Thursday, February 14, 2013

THE DOGS OF WAR (1980)

Christopher Walken won the Academy Award for Best Supporting Actor of 1978 for his role in The Deer Hunter. As if often the case when a fresh face wins such an award, an attempt was made to make him a true movie star, if not a leading man. Having made his name as a Vietnam vet in Deer Hunter, he was ideally positioned to take part in the new fad for films about mercenaries following the international success of The Wild Geese. Walken was made the Americanized hero of John Irvin's adaptation of Frederick Forsyth's bestselling novel. The screenplay by Gary DeVore and George Malko strives to turn Forsyth's merc procedural into a late Seventies picture, emphasizing the working-class alienation of Walken's character, Jamie Shannon. Master cinematographer Jack Cardiff maximizes the visual contrasts between the exotic locations where Shannon plies his lethal trade and the drab domestic locations where Shannon lives or looks up a lost love between missions. Irvin aims for some sort of pathos in depicting Shannon's loneliness and his befriending of a black street kid, but there's no real payoff to it. When Shannon, having failed to reconcile with his wife, makes the kid his insurance beneficiary before taking on a new mission, you expect a grim fate that might at least give the kid a future, but our hero makes it through the picture alive.

----------------------------------------

__Required actions__.
a. From the review of The Dogs of War, list each person it credits with a role in making the film, along with that role.
b. Summarize the review of The Dogs of War in two sentences.

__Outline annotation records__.

----------------------------------------

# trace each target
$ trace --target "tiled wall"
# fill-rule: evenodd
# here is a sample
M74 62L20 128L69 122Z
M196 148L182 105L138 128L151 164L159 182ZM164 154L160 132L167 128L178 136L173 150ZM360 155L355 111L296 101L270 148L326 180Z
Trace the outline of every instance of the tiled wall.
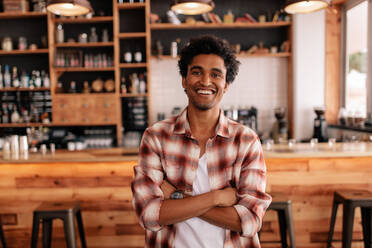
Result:
M222 100L222 107L258 109L260 132L268 133L275 120L273 109L287 106L288 59L276 57L239 58L239 74ZM157 113L171 115L184 108L187 97L181 85L176 59L151 60L151 120Z

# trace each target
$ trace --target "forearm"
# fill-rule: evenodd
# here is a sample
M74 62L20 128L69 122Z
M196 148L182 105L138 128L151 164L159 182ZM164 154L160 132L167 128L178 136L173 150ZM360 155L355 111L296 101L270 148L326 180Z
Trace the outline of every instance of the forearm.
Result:
M213 192L179 200L164 200L159 213L160 225L171 225L200 216L216 206Z
M225 229L235 232L241 232L241 222L238 213L234 207L214 207L209 209L199 218Z

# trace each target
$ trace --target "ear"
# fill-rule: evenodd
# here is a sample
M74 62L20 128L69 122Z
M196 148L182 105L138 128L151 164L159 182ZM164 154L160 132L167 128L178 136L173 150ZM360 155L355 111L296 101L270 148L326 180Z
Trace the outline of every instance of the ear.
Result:
M223 88L223 93L227 92L227 90L229 89L229 85L230 85L230 83L226 81L225 87Z

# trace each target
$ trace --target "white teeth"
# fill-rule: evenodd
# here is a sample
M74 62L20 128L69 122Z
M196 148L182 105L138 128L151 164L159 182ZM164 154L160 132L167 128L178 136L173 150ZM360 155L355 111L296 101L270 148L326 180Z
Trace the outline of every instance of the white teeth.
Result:
M203 95L212 95L213 92L211 90L198 90L198 94L203 94Z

----------------------------------------

__Solutions to each task__.
a.
- Christopher Walken: plays the hero, Jamie Shannon
- John Irvin: director of the adaptation
- Frederick Forsyth: author of the bestselling novel it adapts
- Gary DeVore: co-writer of the screenplay
- George Malko: co-writer of the screenplay
- Jack Cardiff: cinematographer

b. After his Academy Award for The Deer Hunter, Christopher Walken was cast as the Americanized mercenary hero of John Irvin's adaptation of Frederick Forsyth's novel, with a screenplay that stresses the working-class alienation of his character, Jamie Shannon, and with Jack Cardiff's camerawork contrasting exotic locations with drab domestic ones. Irvin's attempt at pathos through Shannon's loneliness and his friendship with a black street kid has no real payoff, since Shannon survives the film after naming the kid his insurance beneficiary.